### Work request
The answer must be the full listing, repeated exactly.
———
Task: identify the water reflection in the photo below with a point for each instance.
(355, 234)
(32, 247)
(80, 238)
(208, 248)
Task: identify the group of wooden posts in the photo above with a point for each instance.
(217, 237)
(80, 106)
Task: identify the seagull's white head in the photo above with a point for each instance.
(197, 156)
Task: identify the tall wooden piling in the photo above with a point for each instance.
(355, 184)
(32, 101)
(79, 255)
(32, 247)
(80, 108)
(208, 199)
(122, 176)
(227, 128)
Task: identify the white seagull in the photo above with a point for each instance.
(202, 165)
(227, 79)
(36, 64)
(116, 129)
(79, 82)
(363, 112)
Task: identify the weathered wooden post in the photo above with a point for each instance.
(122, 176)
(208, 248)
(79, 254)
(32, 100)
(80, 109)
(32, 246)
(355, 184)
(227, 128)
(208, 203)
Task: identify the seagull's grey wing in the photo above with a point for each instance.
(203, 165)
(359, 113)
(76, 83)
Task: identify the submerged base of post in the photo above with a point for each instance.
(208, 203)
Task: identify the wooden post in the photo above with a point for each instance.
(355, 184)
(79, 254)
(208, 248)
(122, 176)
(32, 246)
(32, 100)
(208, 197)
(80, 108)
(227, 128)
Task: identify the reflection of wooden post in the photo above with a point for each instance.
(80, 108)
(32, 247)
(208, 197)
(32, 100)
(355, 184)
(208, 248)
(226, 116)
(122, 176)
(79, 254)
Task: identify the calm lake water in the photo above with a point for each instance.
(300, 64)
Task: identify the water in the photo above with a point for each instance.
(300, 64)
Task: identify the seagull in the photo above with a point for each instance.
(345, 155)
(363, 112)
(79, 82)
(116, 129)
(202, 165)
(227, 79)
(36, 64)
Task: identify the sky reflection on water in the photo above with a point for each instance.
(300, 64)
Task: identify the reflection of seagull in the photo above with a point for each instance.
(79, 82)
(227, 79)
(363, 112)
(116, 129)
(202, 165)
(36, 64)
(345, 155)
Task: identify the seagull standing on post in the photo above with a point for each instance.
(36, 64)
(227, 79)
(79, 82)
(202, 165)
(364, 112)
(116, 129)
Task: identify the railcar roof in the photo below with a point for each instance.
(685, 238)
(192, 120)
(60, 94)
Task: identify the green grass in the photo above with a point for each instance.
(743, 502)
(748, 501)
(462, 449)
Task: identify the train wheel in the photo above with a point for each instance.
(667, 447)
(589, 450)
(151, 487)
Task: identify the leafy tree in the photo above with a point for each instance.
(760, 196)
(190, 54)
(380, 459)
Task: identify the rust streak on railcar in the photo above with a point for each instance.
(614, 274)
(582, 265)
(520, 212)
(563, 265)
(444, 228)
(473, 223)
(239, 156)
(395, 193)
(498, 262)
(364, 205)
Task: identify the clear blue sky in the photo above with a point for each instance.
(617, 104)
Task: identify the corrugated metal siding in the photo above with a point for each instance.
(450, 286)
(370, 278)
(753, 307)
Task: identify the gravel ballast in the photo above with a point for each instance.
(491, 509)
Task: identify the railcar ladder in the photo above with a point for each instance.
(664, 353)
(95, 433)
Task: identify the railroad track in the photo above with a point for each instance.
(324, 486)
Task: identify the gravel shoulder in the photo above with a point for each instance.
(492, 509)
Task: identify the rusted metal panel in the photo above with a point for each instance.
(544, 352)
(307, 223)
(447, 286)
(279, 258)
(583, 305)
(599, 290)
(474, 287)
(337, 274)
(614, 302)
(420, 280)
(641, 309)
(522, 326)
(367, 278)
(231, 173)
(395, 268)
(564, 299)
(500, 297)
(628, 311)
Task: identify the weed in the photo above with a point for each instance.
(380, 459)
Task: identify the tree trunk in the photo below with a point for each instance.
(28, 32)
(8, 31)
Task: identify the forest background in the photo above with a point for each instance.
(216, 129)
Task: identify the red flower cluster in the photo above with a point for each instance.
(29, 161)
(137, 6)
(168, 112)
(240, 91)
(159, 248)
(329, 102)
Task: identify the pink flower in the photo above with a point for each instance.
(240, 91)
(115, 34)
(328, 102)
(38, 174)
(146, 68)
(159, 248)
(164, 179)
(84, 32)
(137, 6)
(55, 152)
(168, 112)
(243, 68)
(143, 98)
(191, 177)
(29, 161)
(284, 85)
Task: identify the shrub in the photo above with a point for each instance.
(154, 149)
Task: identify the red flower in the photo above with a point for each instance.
———
### Answer space
Task: identify the water reflection in the photo below with a point for each instance.
(355, 234)
(32, 247)
(80, 238)
(208, 248)
Task: identify the group of wooden posts in the photo above with a point for each instance.
(217, 237)
(80, 106)
Task: identify the seagull's white head in the photo above with a point for each instance.
(197, 156)
Task: identify the tall wooden piling in the photo above with a point for each instance.
(355, 184)
(32, 101)
(79, 255)
(32, 247)
(80, 108)
(208, 199)
(122, 176)
(227, 128)
Task: identify the white seagull in the photo above with a point for each instance.
(202, 165)
(227, 79)
(36, 64)
(116, 129)
(79, 82)
(363, 112)
Task: identify the weathered wooden post in the photo above with a point for each instance.
(122, 176)
(208, 248)
(79, 254)
(32, 100)
(80, 109)
(32, 246)
(355, 184)
(227, 128)
(208, 203)
Task: identify the seagull's grey wing in the photo above with a point for each instance.
(203, 165)
(359, 113)
(76, 83)
Task: identify the submerged base of post in the photo above with a point for each instance.
(208, 203)
Task: identify the wooden post in the photo above with a point for each instance.
(355, 184)
(79, 254)
(208, 248)
(122, 176)
(32, 246)
(32, 100)
(208, 197)
(80, 108)
(227, 128)
Task: identify the reflection of wooden post in the photo above with a point for each instance.
(80, 108)
(32, 247)
(208, 197)
(32, 100)
(355, 184)
(208, 248)
(226, 116)
(122, 176)
(79, 254)
Task: identify the calm lake water in the photo above with a point for each instance.
(300, 64)
Task: identify the water in the photo above with a point for each instance.
(300, 64)
Task: identify the seagull in the photo above with a point for each instance.
(345, 155)
(363, 112)
(79, 82)
(116, 129)
(202, 165)
(227, 79)
(36, 64)
Task: identify the sky reflection on water in the photo above with a point for each instance.
(300, 64)
Task: identify the reflection of seagull in the photo above with a point for each instance.
(79, 82)
(227, 79)
(363, 112)
(116, 129)
(202, 165)
(36, 64)
(345, 155)
Task: identify the seagull standing on post in the photo above with a point for each instance.
(36, 64)
(227, 79)
(79, 82)
(202, 165)
(364, 112)
(116, 129)
Task: identify the railcar roof in the photo below with a point for each instance.
(685, 238)
(192, 120)
(60, 94)
Task: identify the green grass in the photo above with a point for each instance.
(743, 502)
(748, 501)
(462, 449)
Task: identify the train wheel in the photo above with a point for each instance.
(667, 447)
(589, 450)
(151, 487)
Task: identify the leafy tree in the photo above with a point for each instance.
(760, 196)
(190, 54)
(380, 459)
Task: identify the rust streak on railcar in the photo above with a point for each instance.
(614, 274)
(582, 265)
(520, 212)
(563, 265)
(444, 228)
(473, 223)
(239, 156)
(395, 193)
(498, 262)
(364, 205)
Task: identify the clear blue sky in the photo above with a point for each instance.
(617, 104)
Task: identify the corrugated metal siding in the photo above with a point for each instance.
(450, 286)
(370, 278)
(753, 307)
Task: identify the gravel ballast in the photo above with a point for each instance.
(491, 509)
Task: identify the railcar ladder in the photo above with a point for each instance.
(664, 353)
(95, 433)
Task: identify the railroad track in the photo above with a point for each instance.
(324, 486)
Task: identify the gravel shoulder in the photo above with a point for each instance.
(492, 509)
Task: identify the rusted metal panel in the photo above with a point for each instance.
(544, 352)
(307, 223)
(447, 286)
(279, 258)
(583, 305)
(599, 290)
(474, 287)
(337, 274)
(614, 302)
(420, 280)
(641, 309)
(522, 326)
(367, 278)
(231, 173)
(395, 268)
(564, 299)
(500, 297)
(628, 311)
Task: identify the weed in the photo above with a point for each instance.
(380, 459)
Task: identify the tree trunk in the photo below with a point for each instance.
(28, 32)
(8, 31)
Task: identify the forest background in the photo above with a point for each instance.
(216, 129)
Task: identify the red flower cluster in the photo above with a point for each instance.
(29, 161)
(137, 6)
(168, 112)
(240, 91)
(159, 248)
(329, 102)
Task: identify the pink flower in the photo above with a point for each instance.
(240, 91)
(115, 34)
(328, 102)
(38, 174)
(146, 68)
(159, 248)
(164, 179)
(84, 32)
(137, 6)
(55, 152)
(168, 112)
(243, 68)
(143, 98)
(191, 177)
(29, 161)
(284, 85)
Task: identify the shrub in the photo above with a point for each instance.
(154, 149)
Task: identify the red flower in the photo above with a point for each instance.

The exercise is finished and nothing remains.